(Records)
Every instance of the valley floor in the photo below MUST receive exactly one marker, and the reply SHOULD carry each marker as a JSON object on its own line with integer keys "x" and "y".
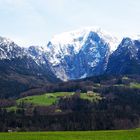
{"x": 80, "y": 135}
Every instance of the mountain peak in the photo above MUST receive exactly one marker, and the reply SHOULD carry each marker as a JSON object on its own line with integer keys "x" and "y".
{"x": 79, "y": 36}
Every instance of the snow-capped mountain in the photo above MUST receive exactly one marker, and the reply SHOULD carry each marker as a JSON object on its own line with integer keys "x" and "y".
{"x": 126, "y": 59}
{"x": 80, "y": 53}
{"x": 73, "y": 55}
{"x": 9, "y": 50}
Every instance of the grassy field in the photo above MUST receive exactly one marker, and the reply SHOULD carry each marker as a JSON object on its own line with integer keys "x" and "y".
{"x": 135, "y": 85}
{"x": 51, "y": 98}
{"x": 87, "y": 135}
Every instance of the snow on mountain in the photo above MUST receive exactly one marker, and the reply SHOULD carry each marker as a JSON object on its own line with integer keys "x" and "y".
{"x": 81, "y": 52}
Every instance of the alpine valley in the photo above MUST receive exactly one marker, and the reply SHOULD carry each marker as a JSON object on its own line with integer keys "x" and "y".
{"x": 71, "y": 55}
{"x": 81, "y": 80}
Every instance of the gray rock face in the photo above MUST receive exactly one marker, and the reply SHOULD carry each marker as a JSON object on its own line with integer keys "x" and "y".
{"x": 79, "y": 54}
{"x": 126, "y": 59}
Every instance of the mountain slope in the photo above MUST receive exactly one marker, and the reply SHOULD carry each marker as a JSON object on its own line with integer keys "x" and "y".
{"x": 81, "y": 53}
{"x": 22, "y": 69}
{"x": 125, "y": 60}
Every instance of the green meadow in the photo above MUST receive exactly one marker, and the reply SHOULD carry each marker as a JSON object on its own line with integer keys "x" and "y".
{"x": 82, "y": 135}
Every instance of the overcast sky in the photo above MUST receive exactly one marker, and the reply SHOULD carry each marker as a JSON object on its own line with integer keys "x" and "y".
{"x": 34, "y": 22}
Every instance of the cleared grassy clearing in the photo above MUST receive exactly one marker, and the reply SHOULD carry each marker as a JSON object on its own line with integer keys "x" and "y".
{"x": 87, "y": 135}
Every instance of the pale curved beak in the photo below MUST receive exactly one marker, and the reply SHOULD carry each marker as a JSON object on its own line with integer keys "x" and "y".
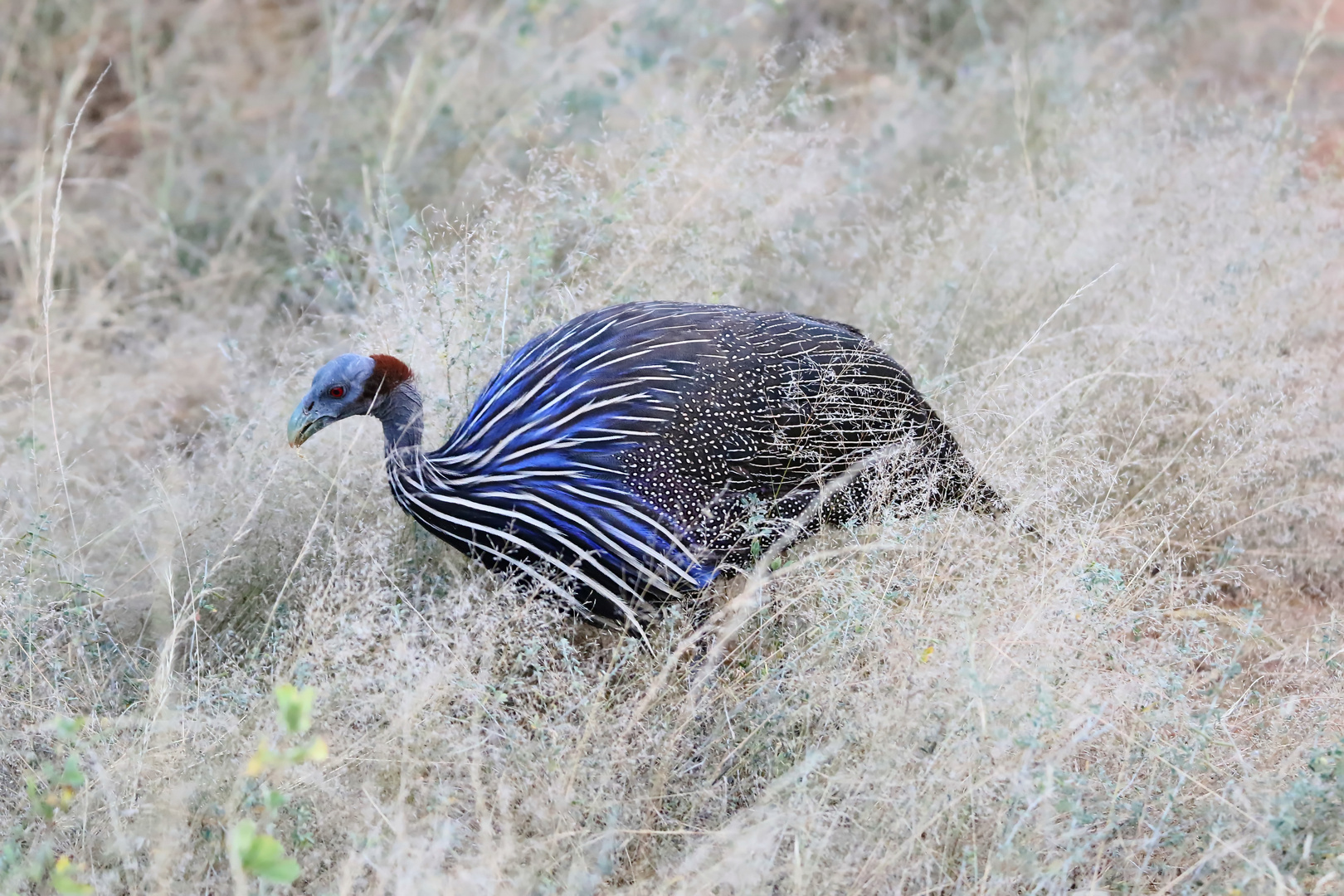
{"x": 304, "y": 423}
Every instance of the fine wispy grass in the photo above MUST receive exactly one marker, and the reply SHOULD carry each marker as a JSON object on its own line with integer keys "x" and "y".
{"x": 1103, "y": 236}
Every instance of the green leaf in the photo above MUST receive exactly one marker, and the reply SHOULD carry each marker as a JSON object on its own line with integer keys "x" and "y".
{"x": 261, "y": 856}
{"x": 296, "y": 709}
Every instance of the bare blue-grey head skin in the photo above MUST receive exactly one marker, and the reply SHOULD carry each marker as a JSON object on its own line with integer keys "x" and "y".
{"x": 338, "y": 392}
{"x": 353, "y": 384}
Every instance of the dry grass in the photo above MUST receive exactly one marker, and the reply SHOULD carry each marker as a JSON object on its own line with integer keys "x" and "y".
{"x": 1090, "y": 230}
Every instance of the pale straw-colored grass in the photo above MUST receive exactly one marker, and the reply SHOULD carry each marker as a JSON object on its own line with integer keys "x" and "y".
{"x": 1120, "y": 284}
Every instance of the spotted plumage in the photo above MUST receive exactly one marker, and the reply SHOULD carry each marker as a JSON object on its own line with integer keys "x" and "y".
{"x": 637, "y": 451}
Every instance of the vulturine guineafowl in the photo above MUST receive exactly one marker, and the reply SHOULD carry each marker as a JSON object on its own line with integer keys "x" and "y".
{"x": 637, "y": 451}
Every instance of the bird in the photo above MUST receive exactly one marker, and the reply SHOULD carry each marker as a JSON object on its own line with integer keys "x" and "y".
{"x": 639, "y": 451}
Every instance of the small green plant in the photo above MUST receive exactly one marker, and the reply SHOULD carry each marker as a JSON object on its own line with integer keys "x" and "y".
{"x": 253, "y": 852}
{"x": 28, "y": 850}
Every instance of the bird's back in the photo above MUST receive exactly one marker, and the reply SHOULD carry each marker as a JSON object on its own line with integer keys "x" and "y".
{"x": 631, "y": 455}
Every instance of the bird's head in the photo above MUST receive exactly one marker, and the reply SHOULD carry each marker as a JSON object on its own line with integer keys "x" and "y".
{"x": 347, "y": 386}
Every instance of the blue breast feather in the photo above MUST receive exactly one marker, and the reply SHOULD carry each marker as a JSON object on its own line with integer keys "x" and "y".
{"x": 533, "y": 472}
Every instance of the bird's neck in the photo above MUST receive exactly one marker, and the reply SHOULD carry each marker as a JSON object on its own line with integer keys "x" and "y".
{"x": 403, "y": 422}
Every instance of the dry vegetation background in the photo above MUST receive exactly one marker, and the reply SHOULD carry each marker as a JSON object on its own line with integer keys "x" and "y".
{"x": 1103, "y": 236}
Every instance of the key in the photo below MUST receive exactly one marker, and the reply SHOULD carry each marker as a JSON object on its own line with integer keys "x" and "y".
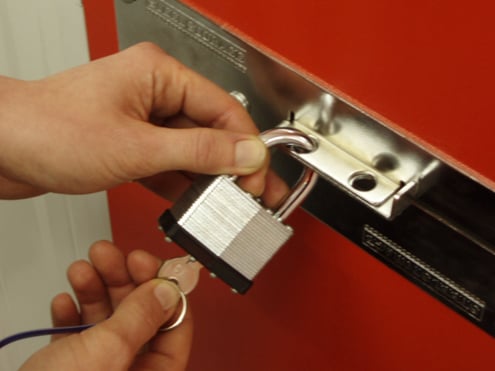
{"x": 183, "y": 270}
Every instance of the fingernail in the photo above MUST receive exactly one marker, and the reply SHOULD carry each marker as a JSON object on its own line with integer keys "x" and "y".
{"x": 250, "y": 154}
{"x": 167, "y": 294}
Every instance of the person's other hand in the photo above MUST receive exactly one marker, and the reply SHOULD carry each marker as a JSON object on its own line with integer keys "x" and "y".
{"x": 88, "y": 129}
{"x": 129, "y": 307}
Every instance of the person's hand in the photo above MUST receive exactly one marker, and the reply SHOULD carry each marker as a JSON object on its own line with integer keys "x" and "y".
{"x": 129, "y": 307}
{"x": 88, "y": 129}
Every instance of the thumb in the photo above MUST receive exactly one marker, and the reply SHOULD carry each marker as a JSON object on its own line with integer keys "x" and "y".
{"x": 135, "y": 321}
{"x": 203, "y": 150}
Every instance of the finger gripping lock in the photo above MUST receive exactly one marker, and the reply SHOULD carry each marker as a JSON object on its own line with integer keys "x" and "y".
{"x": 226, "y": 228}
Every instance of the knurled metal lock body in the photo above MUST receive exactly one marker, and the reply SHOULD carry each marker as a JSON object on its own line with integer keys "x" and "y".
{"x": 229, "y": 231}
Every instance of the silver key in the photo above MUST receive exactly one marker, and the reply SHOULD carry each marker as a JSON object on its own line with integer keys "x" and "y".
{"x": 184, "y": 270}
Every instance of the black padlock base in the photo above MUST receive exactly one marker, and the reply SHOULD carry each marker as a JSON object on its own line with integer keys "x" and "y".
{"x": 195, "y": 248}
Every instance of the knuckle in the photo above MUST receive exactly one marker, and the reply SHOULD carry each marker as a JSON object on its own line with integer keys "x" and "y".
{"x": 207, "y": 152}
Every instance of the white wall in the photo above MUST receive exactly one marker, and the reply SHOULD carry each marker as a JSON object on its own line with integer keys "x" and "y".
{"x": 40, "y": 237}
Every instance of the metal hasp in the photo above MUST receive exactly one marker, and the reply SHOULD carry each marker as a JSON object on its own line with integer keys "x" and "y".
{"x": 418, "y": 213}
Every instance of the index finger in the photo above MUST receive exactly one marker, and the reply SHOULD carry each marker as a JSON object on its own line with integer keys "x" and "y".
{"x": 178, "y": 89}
---
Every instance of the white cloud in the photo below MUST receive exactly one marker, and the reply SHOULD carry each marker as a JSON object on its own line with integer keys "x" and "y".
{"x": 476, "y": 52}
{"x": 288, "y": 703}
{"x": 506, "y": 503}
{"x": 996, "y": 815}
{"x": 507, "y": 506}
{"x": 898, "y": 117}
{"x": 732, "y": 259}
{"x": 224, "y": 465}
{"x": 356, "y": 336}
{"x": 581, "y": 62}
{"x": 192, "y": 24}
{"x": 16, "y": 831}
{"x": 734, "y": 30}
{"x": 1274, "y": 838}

WHAT THE EXERCISE ASKS
Pull out every line of the records above that contains the word "person", and copy each of those lines unchanged.

CORRECT OUTPUT
Every instance of the person's other hand in the photo above MUST receive exactly one marker, and the reply SHOULD carry each marker as a JSON object on its own line with integer keys "x" and "y".
Every instance of the person's hand in the photo above MUST receive exactly one marker, and the reply SHOULD carry each marker as a JSON object on its own line with integer keys "x" and "y".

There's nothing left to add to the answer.